[Location labeling records]
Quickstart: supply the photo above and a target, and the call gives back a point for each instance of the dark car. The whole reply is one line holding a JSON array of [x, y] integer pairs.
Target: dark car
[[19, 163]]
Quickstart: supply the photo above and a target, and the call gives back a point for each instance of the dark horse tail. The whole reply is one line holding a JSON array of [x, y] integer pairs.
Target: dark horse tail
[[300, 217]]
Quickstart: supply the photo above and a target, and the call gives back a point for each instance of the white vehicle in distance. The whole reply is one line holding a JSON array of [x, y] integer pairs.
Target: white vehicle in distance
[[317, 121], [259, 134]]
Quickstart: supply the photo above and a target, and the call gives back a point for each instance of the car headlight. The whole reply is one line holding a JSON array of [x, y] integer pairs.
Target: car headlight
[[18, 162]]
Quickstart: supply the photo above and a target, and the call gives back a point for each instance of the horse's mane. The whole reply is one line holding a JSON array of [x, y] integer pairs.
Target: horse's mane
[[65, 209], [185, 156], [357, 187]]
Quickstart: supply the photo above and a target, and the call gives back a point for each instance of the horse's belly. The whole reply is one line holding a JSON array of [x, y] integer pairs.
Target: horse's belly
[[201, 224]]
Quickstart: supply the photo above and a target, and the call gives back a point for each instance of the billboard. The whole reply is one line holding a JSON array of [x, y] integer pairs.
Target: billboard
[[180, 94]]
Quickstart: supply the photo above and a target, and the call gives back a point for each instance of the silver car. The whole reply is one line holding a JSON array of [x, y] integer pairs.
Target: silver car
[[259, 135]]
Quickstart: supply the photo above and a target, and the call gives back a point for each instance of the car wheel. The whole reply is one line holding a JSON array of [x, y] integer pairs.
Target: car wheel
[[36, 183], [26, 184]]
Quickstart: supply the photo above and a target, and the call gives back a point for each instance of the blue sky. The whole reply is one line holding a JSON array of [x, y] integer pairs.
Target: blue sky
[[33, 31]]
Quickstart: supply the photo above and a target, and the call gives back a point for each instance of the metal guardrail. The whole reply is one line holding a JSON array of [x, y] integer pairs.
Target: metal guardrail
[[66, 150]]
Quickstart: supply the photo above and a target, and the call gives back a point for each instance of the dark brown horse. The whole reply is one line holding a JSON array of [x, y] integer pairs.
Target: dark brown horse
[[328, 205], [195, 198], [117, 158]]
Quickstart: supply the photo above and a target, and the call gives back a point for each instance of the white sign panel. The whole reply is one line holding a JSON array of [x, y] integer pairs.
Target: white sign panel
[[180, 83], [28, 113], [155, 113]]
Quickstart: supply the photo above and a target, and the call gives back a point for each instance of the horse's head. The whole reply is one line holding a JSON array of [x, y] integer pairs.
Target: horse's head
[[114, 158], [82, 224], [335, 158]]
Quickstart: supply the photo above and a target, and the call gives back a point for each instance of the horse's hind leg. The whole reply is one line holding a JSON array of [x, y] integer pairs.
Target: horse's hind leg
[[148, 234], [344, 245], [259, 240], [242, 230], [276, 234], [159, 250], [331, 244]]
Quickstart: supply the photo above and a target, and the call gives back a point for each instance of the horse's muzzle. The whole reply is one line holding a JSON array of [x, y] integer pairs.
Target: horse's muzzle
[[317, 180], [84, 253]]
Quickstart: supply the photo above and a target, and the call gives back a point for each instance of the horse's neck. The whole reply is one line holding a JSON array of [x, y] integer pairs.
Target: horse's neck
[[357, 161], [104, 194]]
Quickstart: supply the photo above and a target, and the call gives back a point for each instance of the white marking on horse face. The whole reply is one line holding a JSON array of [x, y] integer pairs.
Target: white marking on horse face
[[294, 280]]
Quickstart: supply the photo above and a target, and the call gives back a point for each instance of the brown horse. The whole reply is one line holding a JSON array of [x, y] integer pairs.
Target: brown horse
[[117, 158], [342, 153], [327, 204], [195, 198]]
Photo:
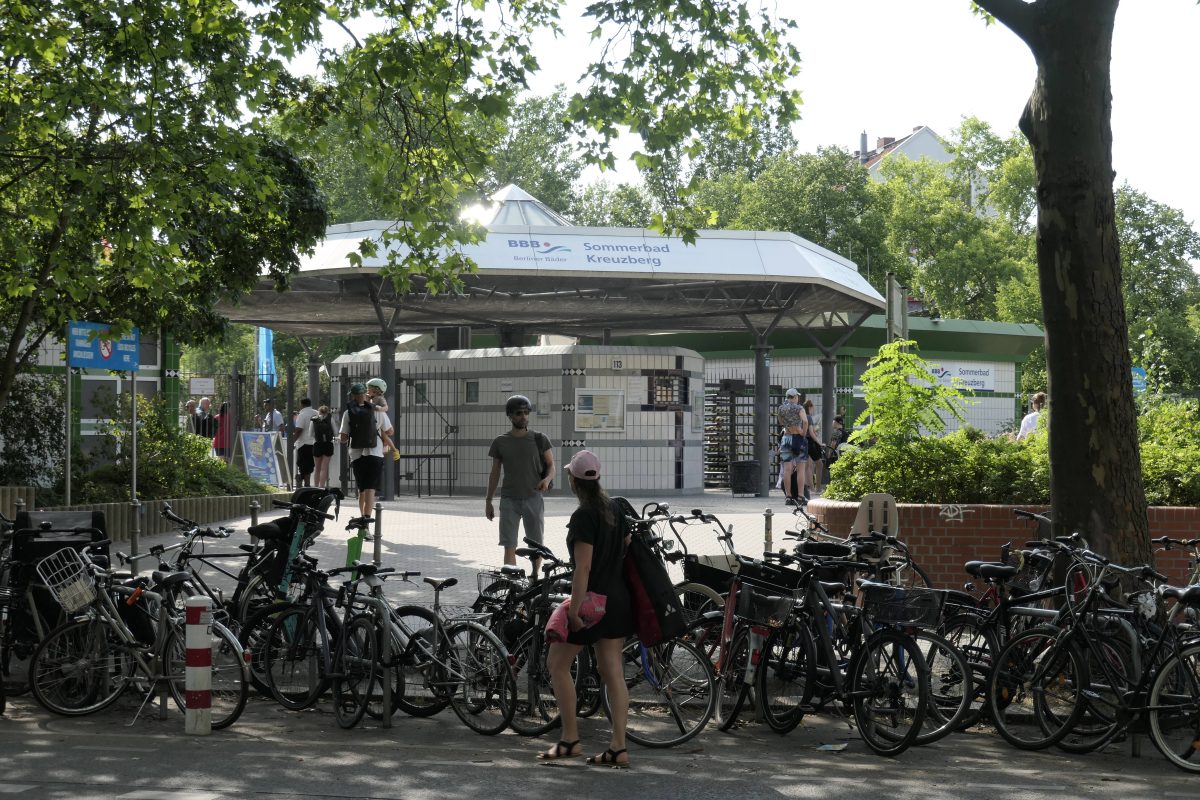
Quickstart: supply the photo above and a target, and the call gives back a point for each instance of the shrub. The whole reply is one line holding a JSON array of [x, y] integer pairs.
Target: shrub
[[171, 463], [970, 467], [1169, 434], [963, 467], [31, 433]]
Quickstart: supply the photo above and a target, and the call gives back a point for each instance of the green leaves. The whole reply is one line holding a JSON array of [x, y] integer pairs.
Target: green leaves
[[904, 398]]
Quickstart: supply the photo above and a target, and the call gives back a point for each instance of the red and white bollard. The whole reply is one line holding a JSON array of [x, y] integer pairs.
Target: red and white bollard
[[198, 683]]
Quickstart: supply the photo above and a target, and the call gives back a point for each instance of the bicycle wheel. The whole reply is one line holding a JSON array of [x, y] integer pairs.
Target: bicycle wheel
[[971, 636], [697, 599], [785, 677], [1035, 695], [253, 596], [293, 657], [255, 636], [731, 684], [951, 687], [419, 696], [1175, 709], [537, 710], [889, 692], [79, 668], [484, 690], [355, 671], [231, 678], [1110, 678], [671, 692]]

---

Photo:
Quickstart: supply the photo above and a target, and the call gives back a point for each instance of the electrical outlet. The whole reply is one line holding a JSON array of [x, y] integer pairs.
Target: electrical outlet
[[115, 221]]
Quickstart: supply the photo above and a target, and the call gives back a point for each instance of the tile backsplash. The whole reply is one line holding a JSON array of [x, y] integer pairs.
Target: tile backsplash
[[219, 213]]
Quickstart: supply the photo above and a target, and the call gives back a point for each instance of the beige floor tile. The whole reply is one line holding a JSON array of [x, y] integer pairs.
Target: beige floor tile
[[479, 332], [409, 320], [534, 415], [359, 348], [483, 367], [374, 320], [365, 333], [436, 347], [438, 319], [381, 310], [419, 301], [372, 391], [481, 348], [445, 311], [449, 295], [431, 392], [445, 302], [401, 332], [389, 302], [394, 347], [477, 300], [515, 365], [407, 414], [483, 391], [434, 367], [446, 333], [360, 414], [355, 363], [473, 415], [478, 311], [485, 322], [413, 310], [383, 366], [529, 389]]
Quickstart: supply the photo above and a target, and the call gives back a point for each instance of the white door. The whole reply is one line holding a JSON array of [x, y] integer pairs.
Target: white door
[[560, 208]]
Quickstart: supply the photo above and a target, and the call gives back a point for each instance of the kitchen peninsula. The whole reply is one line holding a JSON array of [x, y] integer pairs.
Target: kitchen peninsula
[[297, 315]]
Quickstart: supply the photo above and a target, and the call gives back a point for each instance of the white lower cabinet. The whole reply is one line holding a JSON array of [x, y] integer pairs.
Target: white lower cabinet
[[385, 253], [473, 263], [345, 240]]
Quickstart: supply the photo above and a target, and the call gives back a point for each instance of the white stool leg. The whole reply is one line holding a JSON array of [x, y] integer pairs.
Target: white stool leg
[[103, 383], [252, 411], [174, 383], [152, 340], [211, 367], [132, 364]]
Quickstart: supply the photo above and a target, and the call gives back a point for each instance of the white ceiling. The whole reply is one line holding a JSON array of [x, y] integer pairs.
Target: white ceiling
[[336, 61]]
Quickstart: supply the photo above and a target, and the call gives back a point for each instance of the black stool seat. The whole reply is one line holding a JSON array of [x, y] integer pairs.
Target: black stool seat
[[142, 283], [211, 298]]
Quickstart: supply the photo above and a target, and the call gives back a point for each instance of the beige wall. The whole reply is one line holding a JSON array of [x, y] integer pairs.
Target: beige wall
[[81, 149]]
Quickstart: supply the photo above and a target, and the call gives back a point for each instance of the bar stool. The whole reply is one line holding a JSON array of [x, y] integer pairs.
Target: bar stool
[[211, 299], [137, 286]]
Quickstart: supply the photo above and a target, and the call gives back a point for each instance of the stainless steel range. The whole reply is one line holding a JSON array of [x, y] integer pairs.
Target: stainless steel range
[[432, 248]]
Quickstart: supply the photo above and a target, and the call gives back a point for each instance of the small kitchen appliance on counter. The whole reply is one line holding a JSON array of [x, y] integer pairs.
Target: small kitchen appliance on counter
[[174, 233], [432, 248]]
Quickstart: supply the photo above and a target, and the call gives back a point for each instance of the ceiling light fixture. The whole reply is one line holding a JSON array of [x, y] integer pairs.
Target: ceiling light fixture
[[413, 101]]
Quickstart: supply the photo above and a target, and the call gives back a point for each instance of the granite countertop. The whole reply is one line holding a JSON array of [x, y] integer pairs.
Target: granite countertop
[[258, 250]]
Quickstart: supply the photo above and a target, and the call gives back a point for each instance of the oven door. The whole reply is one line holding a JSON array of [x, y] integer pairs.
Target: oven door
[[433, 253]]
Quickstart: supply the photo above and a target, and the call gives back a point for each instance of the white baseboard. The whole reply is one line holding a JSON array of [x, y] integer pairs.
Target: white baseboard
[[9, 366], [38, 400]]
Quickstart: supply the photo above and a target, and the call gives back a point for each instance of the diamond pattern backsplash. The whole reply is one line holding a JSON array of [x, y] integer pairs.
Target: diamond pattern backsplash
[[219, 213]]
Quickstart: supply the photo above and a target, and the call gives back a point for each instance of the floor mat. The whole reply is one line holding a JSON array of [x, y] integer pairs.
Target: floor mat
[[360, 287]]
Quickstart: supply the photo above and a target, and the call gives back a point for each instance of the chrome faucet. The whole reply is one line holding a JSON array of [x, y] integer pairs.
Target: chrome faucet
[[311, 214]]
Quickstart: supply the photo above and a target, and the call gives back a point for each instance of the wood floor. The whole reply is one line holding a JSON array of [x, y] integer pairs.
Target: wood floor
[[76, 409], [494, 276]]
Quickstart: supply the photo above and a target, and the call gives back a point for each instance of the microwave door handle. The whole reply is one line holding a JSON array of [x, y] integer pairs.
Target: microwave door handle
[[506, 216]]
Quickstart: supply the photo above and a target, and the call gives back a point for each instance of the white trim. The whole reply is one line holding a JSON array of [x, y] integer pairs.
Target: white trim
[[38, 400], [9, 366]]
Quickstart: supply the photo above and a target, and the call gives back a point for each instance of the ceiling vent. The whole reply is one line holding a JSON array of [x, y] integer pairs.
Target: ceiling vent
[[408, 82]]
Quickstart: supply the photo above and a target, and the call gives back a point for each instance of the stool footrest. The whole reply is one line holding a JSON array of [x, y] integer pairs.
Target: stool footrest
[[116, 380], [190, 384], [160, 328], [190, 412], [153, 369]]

--

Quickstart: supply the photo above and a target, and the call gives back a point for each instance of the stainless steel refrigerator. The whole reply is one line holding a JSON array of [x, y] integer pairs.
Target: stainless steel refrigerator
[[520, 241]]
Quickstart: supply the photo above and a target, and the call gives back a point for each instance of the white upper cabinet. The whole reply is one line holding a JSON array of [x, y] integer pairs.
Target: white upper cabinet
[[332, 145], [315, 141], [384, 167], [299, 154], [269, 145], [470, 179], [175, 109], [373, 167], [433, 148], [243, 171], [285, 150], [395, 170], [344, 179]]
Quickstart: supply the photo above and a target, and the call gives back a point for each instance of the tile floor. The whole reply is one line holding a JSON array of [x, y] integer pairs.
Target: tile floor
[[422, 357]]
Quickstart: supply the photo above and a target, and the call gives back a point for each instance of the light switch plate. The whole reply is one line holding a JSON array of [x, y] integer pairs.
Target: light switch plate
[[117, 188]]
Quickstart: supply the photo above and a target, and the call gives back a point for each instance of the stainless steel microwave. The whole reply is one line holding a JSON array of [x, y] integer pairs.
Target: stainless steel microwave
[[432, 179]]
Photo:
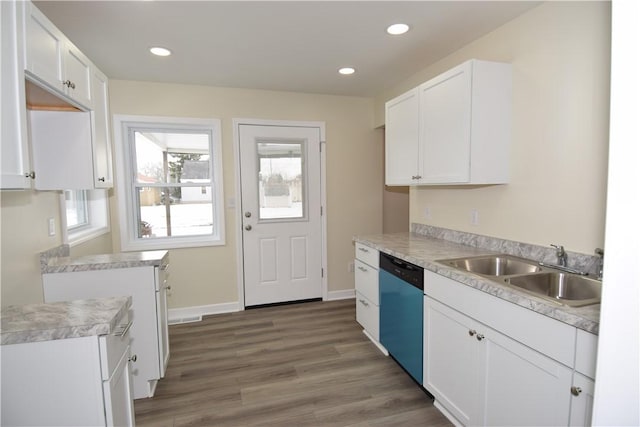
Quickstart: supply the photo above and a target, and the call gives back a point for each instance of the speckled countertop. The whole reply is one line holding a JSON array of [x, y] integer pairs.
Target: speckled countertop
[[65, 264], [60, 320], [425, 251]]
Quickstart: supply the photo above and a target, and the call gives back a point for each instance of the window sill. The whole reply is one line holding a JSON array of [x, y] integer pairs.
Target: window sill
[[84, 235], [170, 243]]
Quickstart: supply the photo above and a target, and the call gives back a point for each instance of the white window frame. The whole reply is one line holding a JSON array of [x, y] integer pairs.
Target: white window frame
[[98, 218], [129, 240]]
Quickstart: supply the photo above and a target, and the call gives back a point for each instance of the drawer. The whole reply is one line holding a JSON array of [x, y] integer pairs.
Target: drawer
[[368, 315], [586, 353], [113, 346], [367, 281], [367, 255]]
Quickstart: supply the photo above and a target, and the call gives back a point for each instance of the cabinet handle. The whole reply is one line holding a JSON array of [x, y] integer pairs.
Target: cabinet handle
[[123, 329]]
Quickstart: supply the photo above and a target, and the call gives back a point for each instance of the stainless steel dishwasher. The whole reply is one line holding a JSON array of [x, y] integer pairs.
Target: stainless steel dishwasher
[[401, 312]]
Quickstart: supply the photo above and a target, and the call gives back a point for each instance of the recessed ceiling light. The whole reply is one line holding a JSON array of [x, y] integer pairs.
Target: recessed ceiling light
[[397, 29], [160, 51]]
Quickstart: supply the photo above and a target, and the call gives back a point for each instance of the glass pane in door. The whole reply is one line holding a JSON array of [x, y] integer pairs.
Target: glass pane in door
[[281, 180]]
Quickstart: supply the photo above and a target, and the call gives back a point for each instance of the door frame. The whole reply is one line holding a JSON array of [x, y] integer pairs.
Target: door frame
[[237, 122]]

> [What the task asks]:
Count the lines of the records above that contain the string "kitchen", and give only that count.

> [Finished task]:
4